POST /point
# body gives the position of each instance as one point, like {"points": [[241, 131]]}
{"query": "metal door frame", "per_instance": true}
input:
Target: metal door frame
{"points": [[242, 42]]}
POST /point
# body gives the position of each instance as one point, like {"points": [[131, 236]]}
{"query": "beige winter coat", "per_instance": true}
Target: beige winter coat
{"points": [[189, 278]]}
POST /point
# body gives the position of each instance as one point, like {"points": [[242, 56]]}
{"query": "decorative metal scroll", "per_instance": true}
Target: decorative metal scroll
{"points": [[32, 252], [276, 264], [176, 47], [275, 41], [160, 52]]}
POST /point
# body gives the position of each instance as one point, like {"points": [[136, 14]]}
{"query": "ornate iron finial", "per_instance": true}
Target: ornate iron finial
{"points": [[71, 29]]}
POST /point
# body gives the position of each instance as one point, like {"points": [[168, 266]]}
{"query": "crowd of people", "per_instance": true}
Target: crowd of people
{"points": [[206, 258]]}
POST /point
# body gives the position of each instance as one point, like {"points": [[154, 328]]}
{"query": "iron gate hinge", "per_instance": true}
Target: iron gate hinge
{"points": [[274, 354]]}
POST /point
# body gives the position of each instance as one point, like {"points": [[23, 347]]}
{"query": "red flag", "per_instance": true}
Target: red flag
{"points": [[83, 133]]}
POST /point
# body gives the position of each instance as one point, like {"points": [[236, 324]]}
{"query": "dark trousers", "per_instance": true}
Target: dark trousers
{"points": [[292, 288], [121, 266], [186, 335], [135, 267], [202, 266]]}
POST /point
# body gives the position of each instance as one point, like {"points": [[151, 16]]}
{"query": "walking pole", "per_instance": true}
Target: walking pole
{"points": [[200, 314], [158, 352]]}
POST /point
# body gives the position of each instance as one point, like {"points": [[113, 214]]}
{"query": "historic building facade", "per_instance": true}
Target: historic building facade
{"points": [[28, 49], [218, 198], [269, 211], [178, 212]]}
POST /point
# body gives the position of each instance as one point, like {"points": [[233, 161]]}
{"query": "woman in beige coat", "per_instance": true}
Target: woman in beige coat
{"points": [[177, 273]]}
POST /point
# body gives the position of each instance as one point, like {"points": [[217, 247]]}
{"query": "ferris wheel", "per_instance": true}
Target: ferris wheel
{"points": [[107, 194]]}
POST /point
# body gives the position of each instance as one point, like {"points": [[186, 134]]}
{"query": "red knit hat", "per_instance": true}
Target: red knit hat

■ **GOAL**
Copy each line of the data above without altering a single character.

■ **EXERCISE RESPONSE**
POST /point
# body gives the position of each instance as one point, like {"points": [[241, 131]]}
{"query": "metal door frame", "per_instance": true}
input:
Target: metal door frame
{"points": [[242, 42]]}
POST /point
# body gives the position of each instance as one point, like {"points": [[131, 236]]}
{"query": "beige winter coat", "per_instance": true}
Target: beige winter coat
{"points": [[189, 278]]}
POST /point
# body gives the position of each instance as one point, like {"points": [[242, 56]]}
{"query": "decorative metal scroll", "per_instance": true}
Target: decorative metal scroll
{"points": [[32, 252], [276, 264], [176, 47], [275, 41], [160, 52]]}
POST /point
# body gives the position of each instance as one point, like {"points": [[136, 14]]}
{"query": "ornate iron finial", "per_instance": true}
Target: ornate iron finial
{"points": [[71, 29]]}
POST /point
# body gives the position of each instance as one point, like {"points": [[168, 266]]}
{"query": "crowd of people", "per_instance": true}
Target: crowd of people
{"points": [[206, 258]]}
POST /point
# body gives the position of each instance as one point, like {"points": [[154, 328]]}
{"query": "iron gate hinge", "per_instance": true}
Target: iron gate hinge
{"points": [[274, 354]]}
POST /point
# body gives the position of each instance as one point, like {"points": [[23, 347]]}
{"query": "red flag", "per_instance": true}
Target: red flag
{"points": [[83, 133]]}
POST /point
# body gives the position of each instance as one point, like {"points": [[236, 324]]}
{"query": "dark trousers", "per_instance": true}
Target: dark trousers
{"points": [[292, 288], [121, 266], [186, 335], [135, 267], [202, 266]]}
POST /point
# body gives the position of each instance as one point, like {"points": [[151, 16]]}
{"query": "walking pole", "per_instance": true}
Target: walking pole
{"points": [[200, 314], [158, 352]]}
POST /point
# body gives the position of each instance as one point, like {"points": [[113, 214]]}
{"query": "historic building facade", "per_instance": true}
Target: historic building facade
{"points": [[28, 49], [218, 198], [269, 211], [178, 212]]}
POST /point
# body gives the position of each instance as one point, like {"points": [[233, 161]]}
{"query": "woman in beige coat", "per_instance": true}
Target: woman in beige coat
{"points": [[177, 273]]}
POST /point
# body gives the position of each instance as one point, like {"points": [[217, 247]]}
{"query": "ferris wheel", "per_instance": true}
Target: ferris wheel
{"points": [[107, 194]]}
POST /point
# body gives the position of each instance as one point, like {"points": [[186, 134]]}
{"query": "red knit hat", "per_instance": true}
Target: red knit hat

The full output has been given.